**DIRECTIVES**
A - Which version of ddtrace does the Datadog monitoring post install?
B - From the Datadog monitoring post, output everything from "The SageMaker endpoint takes" down to "the performance bottleneck.".

-- Start of SELECTION --

Monitoring Amazon SageMaker Endpoint With Datadog

Yuming Qiao
Tech @shift.com
Published in
4 min readJul 25, 2021

--

SageMaker Endpoint Traces in Datadog

Amazon SageMaker and DataDog

Amazon SageMaker is a powerful tool for Data Scientists and Software Engineers to prepare, build, train, and deploy high-quality machine learning models. SageMaker Endpoint is an AWS fully managed service that provides an API to do real-time inference.

Just as any normal service, it’s crucial for data scientists and engineers to understand the endpoint's performance so that they can take action to improve the latency.

Datadog agent is a profiler that gives deep insights into the performance of a running application. In this post, I will introduce how to set up Datadog to monitor the performance of SageMaker Endpoints.

Background

We manage the docker image of our SageMaker Endpoints. It is written in python with Flask framework. We deployed the endpoints into AWS private subnet with a NAT Gateway. We set up the network this way to ensure the ML endpoints only serve internal requests, while are also able to communicate to the outside world when necessary (such as allow the Datadog agent to send traces to the Datadog server).

Steps

  1. Install the Datadog python library, ddtrace.
pip install ddtrace==0.38.4

Note that due to a version constraint by another package, 0.38.4 is the latest version we can use. You should use the latest version if possible.

2. Wrap functions with traces.

Since ddtrace automatically integrates with the Flask framework, you can get many traces out of the box, including the total time of a route like /invocations. You can also wrap the code in interest with trace to get the granularity insight.

# this will mesure the time it takes to get a key from redis.
@tracer.wrap(name='get_key_from_redis')
def get_key_from_redis(key):
...

3. Specify the host and port of the Datadog agent

You need to set two environment variables:

DD_AGENT_HOST="datadog.demo.shift.com"
DD_TRACE_AGENT_PORT=8126

I will discuss the detail of the Datadog hostname in the last section. For now, let’s assume the Datadog agent is running and have the hostname datadog.demo.shift.com .

4. Prefix the command to run your server with ddtrace-run.

In prod, we also use Gunicorn on top of Flask. Our original command to run the server is:

gunicorn -b 0.0.0.0:8080 -w 1 sagemaker_endpoints.server:app

Now run it with ddtrace is just adding the prefixddtrace-run:

ddtrace-run gunicorn -b 0.0.0.0:8080 -w 1 sagemaker_endpoints.server:app

5. Redeploy the SageMaker endpoint and see traces appear in Datadog!

The SageMaker endpoint takes 10.2 ms to serve this inference request, and 90% of the time spend on getting a value from Redis. The endpoint in this demo is very fast because of the model it uses. For endpoint with a more complex model, the traces can help identify the performance bottleneck.

-- End of SELECTION --
-- Start of RECORDS PROVIDED --

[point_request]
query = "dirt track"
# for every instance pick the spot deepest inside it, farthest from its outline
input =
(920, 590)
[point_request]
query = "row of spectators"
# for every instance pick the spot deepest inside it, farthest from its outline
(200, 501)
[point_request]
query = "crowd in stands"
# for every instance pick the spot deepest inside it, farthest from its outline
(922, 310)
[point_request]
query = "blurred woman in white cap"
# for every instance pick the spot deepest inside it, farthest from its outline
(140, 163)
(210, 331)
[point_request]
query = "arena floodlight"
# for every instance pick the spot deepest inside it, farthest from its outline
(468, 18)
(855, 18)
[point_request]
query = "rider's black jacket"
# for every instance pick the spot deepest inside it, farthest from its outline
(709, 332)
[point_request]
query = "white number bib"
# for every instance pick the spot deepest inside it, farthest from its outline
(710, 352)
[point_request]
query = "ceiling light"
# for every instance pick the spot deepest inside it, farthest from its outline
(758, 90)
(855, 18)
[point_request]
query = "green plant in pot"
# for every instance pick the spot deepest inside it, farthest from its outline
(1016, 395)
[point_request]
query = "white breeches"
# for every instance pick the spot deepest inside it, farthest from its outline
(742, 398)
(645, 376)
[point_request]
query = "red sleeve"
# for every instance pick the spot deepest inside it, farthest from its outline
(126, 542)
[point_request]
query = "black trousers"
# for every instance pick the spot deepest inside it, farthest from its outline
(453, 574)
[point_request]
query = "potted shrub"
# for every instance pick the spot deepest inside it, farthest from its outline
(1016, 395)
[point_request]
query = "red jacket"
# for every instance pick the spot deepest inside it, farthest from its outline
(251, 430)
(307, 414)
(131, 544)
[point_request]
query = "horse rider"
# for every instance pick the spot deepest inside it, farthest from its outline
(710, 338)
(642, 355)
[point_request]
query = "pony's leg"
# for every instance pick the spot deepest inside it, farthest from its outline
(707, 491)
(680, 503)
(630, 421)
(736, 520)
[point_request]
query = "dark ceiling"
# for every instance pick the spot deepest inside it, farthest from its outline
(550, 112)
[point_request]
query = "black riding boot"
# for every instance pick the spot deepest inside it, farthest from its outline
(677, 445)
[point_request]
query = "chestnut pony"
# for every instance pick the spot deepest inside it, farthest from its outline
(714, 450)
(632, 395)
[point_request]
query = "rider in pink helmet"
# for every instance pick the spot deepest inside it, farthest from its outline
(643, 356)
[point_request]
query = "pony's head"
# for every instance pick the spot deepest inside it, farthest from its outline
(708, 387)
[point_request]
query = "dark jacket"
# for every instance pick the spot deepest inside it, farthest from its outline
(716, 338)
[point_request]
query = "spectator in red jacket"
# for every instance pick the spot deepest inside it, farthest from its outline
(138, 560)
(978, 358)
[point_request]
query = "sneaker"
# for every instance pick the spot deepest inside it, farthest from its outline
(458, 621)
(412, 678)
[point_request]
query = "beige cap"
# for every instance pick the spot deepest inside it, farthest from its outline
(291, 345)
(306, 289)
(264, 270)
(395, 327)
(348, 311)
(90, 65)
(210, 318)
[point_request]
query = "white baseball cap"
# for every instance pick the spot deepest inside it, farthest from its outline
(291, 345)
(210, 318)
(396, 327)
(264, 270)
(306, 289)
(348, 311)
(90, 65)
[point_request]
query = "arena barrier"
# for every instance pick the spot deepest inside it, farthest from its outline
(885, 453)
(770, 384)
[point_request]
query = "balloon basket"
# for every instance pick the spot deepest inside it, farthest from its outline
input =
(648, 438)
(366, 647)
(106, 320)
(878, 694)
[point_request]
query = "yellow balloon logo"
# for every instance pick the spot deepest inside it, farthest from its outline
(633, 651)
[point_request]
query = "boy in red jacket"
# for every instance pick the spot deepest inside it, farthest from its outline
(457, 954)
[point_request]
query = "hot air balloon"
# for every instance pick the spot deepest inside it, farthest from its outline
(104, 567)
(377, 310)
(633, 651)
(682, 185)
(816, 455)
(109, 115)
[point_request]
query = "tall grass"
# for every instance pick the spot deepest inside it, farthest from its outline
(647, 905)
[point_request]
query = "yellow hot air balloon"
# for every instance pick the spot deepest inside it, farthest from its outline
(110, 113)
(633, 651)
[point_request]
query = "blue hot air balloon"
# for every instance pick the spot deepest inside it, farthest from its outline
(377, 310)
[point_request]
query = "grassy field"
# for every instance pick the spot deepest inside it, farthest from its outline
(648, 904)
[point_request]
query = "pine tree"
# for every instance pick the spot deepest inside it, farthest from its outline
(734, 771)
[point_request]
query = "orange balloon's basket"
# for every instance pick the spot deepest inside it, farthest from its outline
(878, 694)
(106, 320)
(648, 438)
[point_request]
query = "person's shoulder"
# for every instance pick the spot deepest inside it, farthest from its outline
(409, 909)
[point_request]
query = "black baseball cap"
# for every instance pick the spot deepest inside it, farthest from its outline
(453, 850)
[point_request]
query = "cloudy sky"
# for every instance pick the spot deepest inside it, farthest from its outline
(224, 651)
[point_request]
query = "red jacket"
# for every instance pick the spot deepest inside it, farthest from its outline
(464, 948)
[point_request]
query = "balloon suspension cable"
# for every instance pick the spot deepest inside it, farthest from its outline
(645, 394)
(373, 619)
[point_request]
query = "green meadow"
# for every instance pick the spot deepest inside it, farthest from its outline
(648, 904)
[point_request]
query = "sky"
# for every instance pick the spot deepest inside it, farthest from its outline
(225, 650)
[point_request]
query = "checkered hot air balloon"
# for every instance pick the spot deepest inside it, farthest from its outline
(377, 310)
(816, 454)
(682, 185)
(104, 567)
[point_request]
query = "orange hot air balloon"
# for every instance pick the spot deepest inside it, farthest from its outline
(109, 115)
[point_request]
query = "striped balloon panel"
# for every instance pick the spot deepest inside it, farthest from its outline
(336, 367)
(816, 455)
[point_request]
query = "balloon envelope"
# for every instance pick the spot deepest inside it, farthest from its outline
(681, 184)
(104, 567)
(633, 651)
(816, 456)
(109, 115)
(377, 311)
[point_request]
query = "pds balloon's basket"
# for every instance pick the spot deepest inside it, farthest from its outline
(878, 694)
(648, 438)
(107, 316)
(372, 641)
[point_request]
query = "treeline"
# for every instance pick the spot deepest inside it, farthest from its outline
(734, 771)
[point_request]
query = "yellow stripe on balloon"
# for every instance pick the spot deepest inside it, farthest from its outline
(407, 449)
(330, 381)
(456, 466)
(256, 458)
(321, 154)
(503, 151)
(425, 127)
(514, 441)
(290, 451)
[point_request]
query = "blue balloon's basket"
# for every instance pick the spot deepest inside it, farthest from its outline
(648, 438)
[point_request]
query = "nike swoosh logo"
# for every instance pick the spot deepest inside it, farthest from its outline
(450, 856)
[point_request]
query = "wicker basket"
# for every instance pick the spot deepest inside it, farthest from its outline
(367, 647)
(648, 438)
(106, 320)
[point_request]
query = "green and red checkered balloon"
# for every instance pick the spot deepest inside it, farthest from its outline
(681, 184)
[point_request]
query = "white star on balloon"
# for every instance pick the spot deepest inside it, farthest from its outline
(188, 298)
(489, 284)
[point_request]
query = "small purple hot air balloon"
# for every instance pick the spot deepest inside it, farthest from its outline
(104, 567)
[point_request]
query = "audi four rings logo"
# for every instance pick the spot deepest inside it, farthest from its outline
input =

-- End of RECORDS PROVIDED --

**ANSWERS**
A - 0.38.4

B -
The SageMaker endpoint takes 10.2 ms to serve this inference request, and 90% of the time spend on getting a value from Redis. The endpoint in this demo is very fast because of the model it uses. For endpoint with a more complex model, the traces can help identify the performance bottleneck.